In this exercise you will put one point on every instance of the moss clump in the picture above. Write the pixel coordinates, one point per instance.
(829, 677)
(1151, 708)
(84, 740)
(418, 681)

□ □ □

What needs to be done
Rewrite the material with "moss clump" replaced by "lichen patch", leaving everything else as it is.

The response
In this exercise you will put one point on every instance of the lichen patch in the picture above. Write the pixel coordinates, one point per instance.
(829, 677)
(1151, 708)
(84, 740)
(418, 681)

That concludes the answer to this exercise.